### Required task
Copy the part of the entries below that opens with the line containing "Definition first: for each instance of the cornfield, imagine" and runs through the end of the entries, keeping every line of text and shifting each coordinate up by 26. Leave the pictures out of your answer.

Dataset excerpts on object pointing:
↓
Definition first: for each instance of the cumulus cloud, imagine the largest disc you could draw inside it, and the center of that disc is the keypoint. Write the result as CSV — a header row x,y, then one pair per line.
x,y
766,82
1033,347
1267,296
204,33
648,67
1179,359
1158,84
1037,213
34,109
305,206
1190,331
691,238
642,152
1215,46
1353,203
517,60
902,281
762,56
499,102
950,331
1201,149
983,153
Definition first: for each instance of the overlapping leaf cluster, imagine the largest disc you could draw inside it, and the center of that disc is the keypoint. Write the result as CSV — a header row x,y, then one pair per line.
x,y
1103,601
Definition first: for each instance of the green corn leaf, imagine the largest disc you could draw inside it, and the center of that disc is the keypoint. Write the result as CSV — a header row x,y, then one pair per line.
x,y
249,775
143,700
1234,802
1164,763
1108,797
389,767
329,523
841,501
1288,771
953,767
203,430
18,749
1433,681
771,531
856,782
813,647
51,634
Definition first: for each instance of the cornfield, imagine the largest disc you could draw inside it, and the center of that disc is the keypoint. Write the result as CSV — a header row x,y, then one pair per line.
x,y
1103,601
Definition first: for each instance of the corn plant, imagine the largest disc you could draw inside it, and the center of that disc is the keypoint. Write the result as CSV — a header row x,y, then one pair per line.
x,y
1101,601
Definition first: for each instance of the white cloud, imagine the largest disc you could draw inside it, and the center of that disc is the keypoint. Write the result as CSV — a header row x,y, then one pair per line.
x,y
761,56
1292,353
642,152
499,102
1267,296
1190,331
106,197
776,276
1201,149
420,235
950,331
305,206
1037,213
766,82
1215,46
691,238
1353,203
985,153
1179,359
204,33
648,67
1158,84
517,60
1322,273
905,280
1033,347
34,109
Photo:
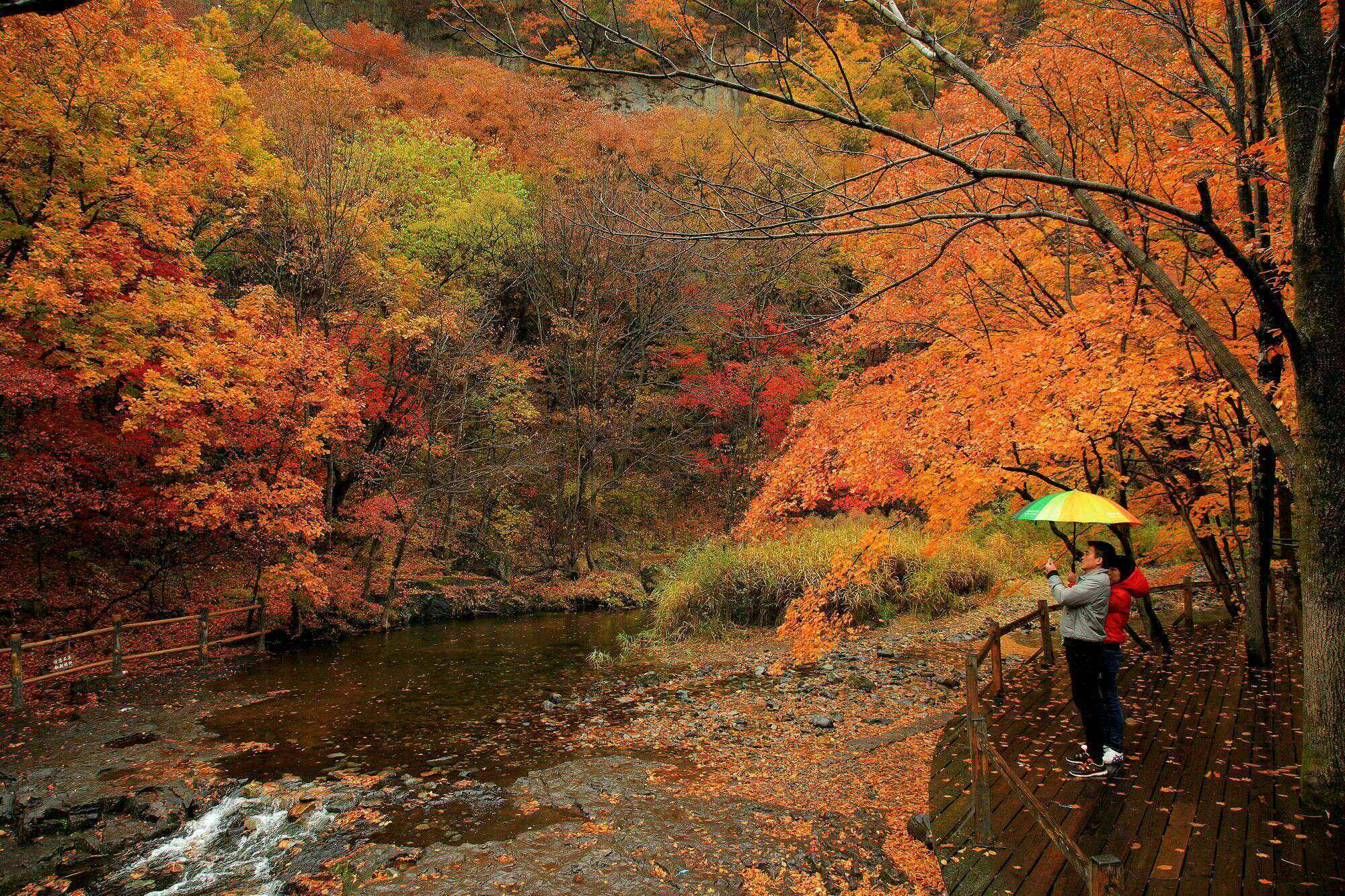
↑
### Full response
Definition first: for each instance of the cornfield, imagine the largest disc you could draw inside it, and the center of that disc is the keypoint. Write the result as CSV — a header row x,y, then one pair per line.
x,y
1129,627
Definition first: for each instance of the corn plant, imagine the largest disc you could draw inside it, and the center of that disc is the keypoint. Write the result as CSV — a header row x,y, then one pair per line.
x,y
1127,627
Definition first: for each instance of the white cloud, imagine the largest disc you could draw inside it, and the center of that disc is the keypoint. Write the result as CSV — a header row x,y, then one pair per line.
x,y
787,82
1318,379
668,178
525,128
1293,322
1216,357
132,223
802,302
1227,175
446,261
976,357
331,232
1063,239
792,108
1241,72
717,264
1379,229
1011,179
1205,385
230,59
674,93
1184,110
543,86
1348,299
931,306
1059,373
60,135
Photo:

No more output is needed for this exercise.